TASK REQUIREMENTS: Where the records below show a line containing "Annotate each instance of the overcast", start copying; end with the line containing "Annotate each instance of the wet", and copy it too.

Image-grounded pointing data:
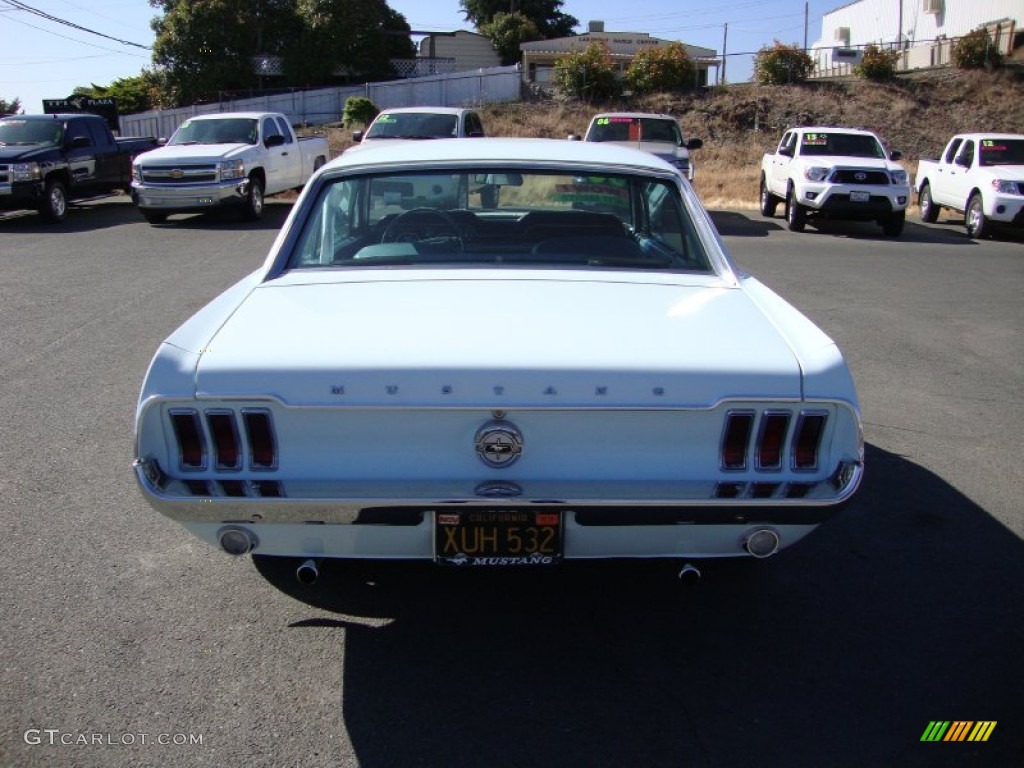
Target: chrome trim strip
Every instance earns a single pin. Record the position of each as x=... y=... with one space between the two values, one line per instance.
x=340 y=510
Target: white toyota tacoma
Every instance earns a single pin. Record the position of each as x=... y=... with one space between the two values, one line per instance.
x=226 y=159
x=841 y=173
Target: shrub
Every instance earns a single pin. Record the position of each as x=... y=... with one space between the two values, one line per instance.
x=660 y=69
x=877 y=64
x=976 y=51
x=781 y=64
x=358 y=110
x=587 y=74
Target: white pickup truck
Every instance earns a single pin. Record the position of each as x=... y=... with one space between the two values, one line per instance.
x=226 y=159
x=841 y=173
x=980 y=175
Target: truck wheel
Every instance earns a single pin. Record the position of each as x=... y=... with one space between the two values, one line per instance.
x=929 y=211
x=796 y=214
x=252 y=209
x=53 y=206
x=978 y=226
x=893 y=225
x=768 y=201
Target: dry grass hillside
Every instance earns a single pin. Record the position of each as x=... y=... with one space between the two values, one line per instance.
x=915 y=115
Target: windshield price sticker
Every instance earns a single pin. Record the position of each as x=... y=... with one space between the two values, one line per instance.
x=498 y=537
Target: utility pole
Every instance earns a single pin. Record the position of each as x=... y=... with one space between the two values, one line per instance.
x=805 y=27
x=725 y=42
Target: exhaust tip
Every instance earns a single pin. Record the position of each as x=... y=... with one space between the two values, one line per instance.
x=307 y=572
x=762 y=543
x=689 y=574
x=236 y=541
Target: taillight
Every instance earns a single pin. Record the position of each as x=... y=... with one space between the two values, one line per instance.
x=736 y=438
x=188 y=433
x=262 y=449
x=225 y=439
x=772 y=438
x=807 y=440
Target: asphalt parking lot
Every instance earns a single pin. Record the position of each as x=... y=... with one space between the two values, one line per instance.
x=125 y=642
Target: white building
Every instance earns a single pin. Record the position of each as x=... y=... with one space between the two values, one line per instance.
x=923 y=30
x=539 y=57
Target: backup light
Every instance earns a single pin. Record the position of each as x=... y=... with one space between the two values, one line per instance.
x=762 y=543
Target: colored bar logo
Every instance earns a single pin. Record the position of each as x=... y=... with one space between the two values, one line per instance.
x=958 y=730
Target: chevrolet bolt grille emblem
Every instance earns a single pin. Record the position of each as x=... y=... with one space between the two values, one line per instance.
x=499 y=443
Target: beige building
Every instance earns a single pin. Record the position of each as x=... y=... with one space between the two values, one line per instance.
x=539 y=57
x=457 y=51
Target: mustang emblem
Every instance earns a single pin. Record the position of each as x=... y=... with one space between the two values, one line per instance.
x=499 y=443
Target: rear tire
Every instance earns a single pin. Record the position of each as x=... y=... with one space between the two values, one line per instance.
x=53 y=206
x=893 y=225
x=768 y=201
x=252 y=209
x=978 y=225
x=929 y=211
x=796 y=214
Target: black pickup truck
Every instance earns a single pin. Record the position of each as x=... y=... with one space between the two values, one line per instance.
x=47 y=161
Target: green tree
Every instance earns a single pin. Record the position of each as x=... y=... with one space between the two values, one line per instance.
x=207 y=47
x=351 y=40
x=662 y=68
x=545 y=13
x=587 y=74
x=358 y=110
x=508 y=32
x=781 y=64
x=877 y=64
x=976 y=50
x=138 y=93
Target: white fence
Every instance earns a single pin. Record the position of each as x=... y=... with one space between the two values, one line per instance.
x=496 y=84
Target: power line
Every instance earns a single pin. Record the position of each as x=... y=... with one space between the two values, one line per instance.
x=18 y=5
x=74 y=40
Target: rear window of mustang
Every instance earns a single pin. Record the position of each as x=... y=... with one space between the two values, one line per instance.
x=500 y=217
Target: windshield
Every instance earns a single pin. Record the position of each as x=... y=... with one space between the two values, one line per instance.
x=1003 y=152
x=843 y=144
x=414 y=125
x=635 y=129
x=45 y=132
x=500 y=216
x=226 y=131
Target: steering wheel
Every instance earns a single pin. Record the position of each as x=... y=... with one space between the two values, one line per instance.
x=425 y=226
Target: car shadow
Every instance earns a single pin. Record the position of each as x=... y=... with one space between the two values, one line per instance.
x=274 y=213
x=840 y=651
x=82 y=217
x=735 y=224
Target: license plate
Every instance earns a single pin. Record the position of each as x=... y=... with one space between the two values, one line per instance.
x=498 y=537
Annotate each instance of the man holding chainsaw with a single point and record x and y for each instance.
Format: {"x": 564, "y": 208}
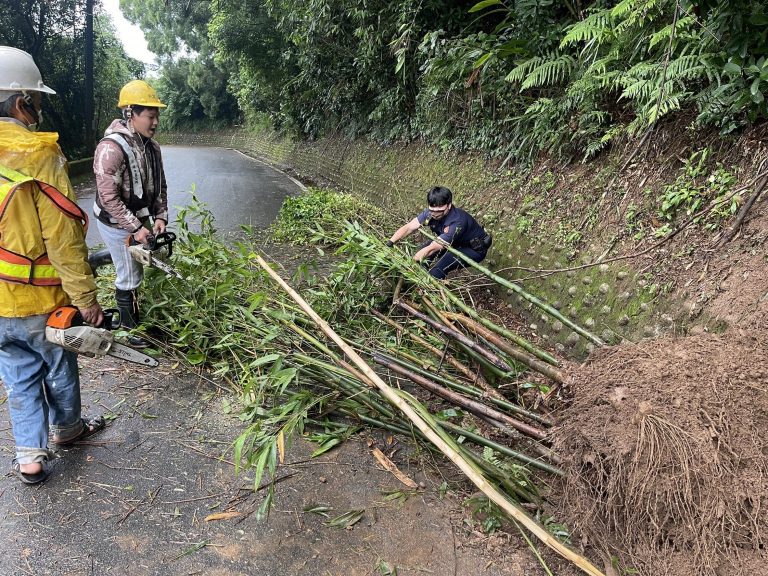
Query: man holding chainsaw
{"x": 42, "y": 266}
{"x": 131, "y": 201}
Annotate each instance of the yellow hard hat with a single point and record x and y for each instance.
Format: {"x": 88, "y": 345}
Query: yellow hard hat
{"x": 140, "y": 93}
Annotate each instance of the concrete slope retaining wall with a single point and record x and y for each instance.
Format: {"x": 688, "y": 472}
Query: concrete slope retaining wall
{"x": 610, "y": 300}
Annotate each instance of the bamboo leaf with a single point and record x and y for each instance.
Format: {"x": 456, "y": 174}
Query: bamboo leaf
{"x": 483, "y": 4}
{"x": 319, "y": 509}
{"x": 346, "y": 520}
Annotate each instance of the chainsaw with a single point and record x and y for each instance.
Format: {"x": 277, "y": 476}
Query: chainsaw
{"x": 65, "y": 327}
{"x": 145, "y": 254}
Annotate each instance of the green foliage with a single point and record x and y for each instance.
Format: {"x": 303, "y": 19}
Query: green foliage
{"x": 694, "y": 188}
{"x": 193, "y": 84}
{"x": 318, "y": 209}
{"x": 512, "y": 79}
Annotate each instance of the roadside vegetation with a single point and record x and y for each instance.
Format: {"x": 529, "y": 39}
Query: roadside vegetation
{"x": 53, "y": 31}
{"x": 512, "y": 79}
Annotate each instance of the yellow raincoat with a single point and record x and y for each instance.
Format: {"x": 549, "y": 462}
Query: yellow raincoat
{"x": 32, "y": 225}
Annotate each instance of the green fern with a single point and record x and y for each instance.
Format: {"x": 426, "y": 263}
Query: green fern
{"x": 545, "y": 72}
{"x": 595, "y": 29}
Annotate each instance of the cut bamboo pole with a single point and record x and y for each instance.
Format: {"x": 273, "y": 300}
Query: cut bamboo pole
{"x": 445, "y": 445}
{"x": 457, "y": 399}
{"x": 458, "y": 336}
{"x": 474, "y": 377}
{"x": 519, "y": 355}
{"x": 477, "y": 393}
{"x": 508, "y": 334}
{"x": 518, "y": 290}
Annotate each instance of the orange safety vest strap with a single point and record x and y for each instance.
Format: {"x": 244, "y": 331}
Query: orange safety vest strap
{"x": 63, "y": 203}
{"x": 19, "y": 269}
{"x": 6, "y": 193}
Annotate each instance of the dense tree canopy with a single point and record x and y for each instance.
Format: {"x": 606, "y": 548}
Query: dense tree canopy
{"x": 192, "y": 83}
{"x": 53, "y": 32}
{"x": 512, "y": 78}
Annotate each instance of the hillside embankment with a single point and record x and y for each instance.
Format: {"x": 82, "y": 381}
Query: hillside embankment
{"x": 662, "y": 438}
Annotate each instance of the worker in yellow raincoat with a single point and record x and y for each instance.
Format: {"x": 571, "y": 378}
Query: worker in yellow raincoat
{"x": 43, "y": 265}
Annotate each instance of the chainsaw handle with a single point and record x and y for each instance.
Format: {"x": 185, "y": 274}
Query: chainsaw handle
{"x": 163, "y": 239}
{"x": 156, "y": 242}
{"x": 69, "y": 316}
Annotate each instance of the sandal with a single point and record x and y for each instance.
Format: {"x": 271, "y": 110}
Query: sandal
{"x": 90, "y": 427}
{"x": 31, "y": 479}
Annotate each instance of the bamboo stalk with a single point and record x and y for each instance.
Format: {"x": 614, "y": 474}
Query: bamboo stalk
{"x": 518, "y": 290}
{"x": 468, "y": 404}
{"x": 476, "y": 392}
{"x": 475, "y": 377}
{"x": 458, "y": 336}
{"x": 532, "y": 363}
{"x": 445, "y": 444}
{"x": 501, "y": 449}
{"x": 501, "y": 331}
{"x": 490, "y": 469}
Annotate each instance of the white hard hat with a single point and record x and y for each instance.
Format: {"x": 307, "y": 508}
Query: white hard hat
{"x": 19, "y": 73}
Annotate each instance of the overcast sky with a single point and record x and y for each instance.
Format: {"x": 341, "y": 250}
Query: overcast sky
{"x": 130, "y": 35}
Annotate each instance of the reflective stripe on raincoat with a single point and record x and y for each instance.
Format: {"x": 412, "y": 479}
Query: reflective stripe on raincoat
{"x": 43, "y": 256}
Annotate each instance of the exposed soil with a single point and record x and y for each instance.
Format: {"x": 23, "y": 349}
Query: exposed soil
{"x": 664, "y": 440}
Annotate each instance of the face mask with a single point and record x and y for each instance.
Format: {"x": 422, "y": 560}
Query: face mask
{"x": 35, "y": 126}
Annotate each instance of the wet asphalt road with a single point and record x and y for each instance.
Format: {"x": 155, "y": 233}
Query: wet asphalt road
{"x": 156, "y": 492}
{"x": 237, "y": 189}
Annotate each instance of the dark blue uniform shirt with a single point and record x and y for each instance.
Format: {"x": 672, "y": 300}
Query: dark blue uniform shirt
{"x": 457, "y": 227}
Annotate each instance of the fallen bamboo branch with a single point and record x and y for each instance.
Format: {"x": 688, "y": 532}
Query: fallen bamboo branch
{"x": 501, "y": 403}
{"x": 474, "y": 377}
{"x": 518, "y": 290}
{"x": 519, "y": 355}
{"x": 508, "y": 334}
{"x": 731, "y": 232}
{"x": 446, "y": 445}
{"x": 457, "y": 399}
{"x": 458, "y": 336}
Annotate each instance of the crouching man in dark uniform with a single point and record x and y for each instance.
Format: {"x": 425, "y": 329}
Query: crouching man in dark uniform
{"x": 452, "y": 225}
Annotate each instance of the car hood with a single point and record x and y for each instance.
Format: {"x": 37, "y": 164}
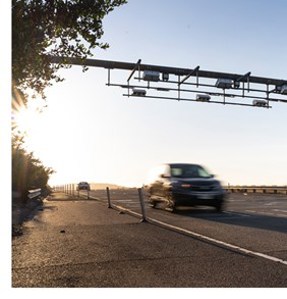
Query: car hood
{"x": 198, "y": 181}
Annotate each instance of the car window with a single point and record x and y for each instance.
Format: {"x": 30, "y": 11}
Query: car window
{"x": 189, "y": 171}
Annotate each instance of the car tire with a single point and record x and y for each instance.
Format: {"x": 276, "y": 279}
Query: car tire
{"x": 170, "y": 203}
{"x": 219, "y": 208}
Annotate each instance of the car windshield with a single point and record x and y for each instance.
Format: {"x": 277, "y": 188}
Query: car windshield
{"x": 189, "y": 171}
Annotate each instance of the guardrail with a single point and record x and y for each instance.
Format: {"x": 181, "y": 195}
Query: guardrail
{"x": 257, "y": 189}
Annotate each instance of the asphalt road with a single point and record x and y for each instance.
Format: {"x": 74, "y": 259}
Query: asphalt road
{"x": 77, "y": 242}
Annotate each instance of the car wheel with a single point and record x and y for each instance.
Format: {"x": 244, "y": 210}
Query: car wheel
{"x": 170, "y": 203}
{"x": 219, "y": 208}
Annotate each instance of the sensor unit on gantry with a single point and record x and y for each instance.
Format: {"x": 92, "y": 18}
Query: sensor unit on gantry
{"x": 151, "y": 76}
{"x": 202, "y": 97}
{"x": 139, "y": 92}
{"x": 260, "y": 103}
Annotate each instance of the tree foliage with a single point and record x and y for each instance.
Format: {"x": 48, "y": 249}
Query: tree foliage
{"x": 53, "y": 27}
{"x": 28, "y": 172}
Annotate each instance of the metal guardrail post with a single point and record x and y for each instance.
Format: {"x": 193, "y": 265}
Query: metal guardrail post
{"x": 109, "y": 197}
{"x": 142, "y": 205}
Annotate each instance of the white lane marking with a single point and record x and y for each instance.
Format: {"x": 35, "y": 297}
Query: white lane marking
{"x": 278, "y": 210}
{"x": 228, "y": 245}
{"x": 203, "y": 237}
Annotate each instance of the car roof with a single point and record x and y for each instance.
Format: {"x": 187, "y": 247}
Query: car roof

SOLUTION FOR THIS PROBLEM:
Annotate each instance of the overcast sky with a single point and record x and y for each instance.
Format: {"x": 341, "y": 250}
Query: overcast sky
{"x": 130, "y": 35}
Annotate each instance of the reflective stripe on raincoat with a single point and record x and y for each instance.
Format: {"x": 412, "y": 479}
Query: reflective stripe on raincoat
{"x": 43, "y": 256}
Annotate each instance of the exposed soil with a single point and record x and y for each instance.
Format: {"x": 23, "y": 349}
Query: exposed soil
{"x": 664, "y": 440}
Annotate each instance of the face mask with a single point and record x and y for each instance.
Format: {"x": 422, "y": 560}
Query: face mask
{"x": 35, "y": 126}
Annotate each instance of the wet asphalt road with a single point and record x and y for each instance.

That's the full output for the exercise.